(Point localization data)
- - - - -

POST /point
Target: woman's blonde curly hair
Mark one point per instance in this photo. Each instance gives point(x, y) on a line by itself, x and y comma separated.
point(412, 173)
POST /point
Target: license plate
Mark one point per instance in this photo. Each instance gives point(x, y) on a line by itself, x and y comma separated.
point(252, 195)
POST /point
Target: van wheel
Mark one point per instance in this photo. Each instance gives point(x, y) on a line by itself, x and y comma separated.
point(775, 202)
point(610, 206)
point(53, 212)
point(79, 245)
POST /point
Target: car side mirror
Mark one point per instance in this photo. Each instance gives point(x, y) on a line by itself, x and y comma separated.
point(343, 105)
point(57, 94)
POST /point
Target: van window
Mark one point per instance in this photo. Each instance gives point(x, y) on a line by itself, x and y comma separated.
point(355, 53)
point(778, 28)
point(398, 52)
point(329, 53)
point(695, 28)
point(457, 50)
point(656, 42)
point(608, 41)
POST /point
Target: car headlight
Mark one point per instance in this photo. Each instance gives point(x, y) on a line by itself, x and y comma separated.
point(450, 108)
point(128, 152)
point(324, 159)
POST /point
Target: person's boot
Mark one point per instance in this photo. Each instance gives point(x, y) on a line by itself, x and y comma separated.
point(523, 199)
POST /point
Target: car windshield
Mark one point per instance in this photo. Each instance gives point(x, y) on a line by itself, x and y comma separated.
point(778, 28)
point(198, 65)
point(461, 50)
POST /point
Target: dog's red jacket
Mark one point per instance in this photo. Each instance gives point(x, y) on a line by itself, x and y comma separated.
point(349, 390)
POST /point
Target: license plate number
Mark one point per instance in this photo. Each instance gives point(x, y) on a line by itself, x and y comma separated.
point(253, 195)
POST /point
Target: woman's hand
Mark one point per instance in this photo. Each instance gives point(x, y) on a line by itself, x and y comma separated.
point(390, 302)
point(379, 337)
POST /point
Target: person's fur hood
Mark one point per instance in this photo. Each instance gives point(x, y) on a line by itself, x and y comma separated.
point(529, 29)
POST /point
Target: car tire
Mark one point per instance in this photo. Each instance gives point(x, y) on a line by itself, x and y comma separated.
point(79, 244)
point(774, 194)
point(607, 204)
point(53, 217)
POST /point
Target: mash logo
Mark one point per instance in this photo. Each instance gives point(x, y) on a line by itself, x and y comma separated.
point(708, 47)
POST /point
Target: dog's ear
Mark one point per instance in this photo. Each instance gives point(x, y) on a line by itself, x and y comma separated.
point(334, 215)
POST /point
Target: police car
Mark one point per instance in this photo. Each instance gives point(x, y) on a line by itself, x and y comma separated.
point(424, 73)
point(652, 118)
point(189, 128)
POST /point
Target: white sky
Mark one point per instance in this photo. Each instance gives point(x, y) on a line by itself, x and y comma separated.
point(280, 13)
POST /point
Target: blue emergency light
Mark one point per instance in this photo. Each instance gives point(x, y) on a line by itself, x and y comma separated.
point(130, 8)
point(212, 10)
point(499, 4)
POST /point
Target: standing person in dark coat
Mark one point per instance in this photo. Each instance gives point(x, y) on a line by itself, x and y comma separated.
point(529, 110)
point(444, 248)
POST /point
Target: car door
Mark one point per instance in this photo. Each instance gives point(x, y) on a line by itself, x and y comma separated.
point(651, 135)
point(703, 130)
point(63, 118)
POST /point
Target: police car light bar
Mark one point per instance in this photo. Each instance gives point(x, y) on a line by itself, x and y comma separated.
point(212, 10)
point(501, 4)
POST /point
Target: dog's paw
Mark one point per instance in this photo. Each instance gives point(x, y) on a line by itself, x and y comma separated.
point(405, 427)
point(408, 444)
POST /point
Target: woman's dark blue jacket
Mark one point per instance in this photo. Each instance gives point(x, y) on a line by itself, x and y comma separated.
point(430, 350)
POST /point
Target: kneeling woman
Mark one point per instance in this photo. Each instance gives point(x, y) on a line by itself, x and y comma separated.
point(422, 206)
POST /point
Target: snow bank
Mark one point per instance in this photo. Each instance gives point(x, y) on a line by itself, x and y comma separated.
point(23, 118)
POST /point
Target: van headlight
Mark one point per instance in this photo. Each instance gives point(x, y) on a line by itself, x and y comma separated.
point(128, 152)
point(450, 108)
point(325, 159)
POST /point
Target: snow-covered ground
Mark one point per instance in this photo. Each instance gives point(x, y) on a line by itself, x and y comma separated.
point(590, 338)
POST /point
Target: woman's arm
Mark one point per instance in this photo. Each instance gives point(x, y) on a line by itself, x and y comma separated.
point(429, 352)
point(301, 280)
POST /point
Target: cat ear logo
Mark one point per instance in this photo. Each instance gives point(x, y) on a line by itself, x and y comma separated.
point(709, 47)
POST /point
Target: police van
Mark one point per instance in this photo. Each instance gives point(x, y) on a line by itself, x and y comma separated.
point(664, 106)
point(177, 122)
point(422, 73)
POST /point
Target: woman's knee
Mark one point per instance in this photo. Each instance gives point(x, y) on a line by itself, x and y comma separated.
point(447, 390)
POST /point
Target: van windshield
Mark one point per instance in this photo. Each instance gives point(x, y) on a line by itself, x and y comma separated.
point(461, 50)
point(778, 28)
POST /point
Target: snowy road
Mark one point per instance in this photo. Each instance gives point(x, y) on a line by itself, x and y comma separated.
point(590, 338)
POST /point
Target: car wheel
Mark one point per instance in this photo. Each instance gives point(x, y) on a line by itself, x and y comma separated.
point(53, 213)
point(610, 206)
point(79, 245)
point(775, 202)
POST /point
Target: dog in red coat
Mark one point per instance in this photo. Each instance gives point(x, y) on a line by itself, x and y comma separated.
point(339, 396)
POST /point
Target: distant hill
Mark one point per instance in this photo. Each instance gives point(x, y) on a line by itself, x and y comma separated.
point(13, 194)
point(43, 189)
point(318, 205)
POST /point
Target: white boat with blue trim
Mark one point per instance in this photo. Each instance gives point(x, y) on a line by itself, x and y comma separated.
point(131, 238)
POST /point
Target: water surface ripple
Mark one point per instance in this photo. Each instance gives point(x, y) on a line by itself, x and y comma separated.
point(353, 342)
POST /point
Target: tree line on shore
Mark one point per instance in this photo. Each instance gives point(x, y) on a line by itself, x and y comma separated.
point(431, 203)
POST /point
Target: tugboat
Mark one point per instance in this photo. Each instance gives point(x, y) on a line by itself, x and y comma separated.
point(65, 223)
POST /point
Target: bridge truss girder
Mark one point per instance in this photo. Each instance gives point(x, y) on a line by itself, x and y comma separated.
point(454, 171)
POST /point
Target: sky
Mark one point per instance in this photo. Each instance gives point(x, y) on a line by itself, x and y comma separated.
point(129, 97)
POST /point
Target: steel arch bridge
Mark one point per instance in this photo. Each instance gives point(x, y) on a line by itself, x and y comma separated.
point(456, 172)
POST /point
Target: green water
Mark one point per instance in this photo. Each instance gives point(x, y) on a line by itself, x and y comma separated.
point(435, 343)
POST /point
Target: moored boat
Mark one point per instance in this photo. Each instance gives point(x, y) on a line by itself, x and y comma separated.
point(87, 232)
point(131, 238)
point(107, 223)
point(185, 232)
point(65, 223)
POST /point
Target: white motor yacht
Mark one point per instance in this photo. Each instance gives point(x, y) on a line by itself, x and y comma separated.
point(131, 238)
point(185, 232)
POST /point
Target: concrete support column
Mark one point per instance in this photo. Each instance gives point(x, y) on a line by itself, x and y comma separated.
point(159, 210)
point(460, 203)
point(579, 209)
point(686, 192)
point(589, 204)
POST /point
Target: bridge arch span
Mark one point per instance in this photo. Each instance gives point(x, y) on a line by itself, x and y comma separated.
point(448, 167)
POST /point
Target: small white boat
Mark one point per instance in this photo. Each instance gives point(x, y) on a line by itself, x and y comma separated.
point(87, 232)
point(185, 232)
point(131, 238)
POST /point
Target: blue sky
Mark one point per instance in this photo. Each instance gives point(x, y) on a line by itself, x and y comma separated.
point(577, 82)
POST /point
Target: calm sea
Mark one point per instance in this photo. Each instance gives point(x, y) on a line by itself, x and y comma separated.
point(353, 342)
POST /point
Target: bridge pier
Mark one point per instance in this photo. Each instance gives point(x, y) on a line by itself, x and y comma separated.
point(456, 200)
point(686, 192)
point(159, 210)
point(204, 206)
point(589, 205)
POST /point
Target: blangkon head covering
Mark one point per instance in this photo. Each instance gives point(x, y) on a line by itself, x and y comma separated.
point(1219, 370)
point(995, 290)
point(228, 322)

- - - - -

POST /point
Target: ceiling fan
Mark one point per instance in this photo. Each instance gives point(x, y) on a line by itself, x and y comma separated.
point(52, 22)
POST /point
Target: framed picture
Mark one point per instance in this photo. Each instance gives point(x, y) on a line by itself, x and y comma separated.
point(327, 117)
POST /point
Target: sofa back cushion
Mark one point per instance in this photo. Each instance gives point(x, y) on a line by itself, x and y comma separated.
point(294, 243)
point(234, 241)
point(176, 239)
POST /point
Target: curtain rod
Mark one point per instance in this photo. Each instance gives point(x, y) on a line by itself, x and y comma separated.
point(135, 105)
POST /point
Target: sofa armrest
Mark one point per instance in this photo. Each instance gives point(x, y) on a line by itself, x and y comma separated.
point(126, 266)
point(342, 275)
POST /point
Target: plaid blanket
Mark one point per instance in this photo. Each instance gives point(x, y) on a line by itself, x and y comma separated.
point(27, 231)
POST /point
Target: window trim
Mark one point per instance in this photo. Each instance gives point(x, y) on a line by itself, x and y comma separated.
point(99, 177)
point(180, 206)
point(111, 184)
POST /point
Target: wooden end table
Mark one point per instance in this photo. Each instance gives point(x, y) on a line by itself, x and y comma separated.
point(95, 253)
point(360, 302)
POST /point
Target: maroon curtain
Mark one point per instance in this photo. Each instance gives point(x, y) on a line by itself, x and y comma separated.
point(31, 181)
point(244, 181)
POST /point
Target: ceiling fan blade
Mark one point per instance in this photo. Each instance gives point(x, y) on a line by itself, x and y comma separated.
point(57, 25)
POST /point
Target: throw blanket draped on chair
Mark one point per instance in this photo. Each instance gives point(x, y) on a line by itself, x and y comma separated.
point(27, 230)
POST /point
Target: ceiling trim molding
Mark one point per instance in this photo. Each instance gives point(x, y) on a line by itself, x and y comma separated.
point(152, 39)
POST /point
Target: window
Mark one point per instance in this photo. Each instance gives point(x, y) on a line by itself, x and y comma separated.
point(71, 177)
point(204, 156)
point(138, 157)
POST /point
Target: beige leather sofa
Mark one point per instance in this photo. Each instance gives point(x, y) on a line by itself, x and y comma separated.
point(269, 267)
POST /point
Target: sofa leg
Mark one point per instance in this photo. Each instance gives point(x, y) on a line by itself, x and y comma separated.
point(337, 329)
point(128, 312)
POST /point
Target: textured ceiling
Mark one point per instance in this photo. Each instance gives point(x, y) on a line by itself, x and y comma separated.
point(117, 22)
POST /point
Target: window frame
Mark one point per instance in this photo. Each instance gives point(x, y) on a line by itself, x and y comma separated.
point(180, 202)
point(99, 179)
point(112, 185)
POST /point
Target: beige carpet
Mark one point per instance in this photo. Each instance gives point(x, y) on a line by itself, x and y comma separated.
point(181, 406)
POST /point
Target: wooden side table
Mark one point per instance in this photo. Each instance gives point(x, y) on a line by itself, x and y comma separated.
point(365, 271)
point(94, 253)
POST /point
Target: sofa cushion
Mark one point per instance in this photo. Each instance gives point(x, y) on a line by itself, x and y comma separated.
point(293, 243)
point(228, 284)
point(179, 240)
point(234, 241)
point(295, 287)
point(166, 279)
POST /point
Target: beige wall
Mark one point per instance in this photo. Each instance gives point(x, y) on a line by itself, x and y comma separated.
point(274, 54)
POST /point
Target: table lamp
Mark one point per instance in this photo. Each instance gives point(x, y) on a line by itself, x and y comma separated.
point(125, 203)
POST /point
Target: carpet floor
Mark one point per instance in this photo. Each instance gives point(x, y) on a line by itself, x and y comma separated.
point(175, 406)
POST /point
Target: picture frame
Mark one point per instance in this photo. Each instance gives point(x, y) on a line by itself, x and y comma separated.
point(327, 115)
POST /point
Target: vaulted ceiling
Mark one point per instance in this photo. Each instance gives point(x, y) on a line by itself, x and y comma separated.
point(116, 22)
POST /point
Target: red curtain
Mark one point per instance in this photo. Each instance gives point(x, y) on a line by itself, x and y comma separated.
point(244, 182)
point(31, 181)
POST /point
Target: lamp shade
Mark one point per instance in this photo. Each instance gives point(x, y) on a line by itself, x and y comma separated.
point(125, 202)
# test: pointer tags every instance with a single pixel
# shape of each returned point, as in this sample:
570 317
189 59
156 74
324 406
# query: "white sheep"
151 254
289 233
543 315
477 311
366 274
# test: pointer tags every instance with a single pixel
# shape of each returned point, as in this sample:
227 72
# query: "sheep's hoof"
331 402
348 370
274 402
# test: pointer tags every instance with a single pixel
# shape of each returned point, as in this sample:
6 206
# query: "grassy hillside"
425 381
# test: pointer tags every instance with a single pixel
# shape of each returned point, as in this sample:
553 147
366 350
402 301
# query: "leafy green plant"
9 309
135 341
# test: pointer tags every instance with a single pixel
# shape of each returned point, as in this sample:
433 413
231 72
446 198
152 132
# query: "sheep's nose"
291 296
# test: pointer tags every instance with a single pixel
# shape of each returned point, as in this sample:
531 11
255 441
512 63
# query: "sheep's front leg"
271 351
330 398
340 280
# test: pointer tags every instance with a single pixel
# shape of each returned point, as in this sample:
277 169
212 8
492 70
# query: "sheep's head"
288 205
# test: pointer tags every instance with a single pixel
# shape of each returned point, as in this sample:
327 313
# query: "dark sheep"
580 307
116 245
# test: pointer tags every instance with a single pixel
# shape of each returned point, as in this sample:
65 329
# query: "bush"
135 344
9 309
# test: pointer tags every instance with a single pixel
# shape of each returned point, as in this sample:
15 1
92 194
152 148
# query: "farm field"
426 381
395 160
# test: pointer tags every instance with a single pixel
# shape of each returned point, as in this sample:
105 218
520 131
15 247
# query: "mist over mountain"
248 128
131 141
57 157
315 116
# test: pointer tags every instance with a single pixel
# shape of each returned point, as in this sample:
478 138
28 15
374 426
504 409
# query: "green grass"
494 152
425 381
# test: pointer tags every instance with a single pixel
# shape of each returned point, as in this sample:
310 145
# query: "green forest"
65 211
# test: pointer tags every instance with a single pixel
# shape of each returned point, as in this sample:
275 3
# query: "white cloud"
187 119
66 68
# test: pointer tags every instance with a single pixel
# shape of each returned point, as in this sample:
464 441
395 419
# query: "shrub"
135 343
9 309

- - - - -

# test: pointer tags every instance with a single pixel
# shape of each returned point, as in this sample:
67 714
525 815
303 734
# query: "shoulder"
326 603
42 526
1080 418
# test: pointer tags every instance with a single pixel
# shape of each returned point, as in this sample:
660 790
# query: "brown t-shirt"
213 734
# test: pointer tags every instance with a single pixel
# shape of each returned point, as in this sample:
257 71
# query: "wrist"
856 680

- - - - -

Read the entries above and find each line holding the word "woman". Copy it out.

Target: woman's blonde curly hair
Target: woman's hand
Target: woman's dark blue jacket
Target: kneeling woman
Target: woman's arm
Target: woman's knee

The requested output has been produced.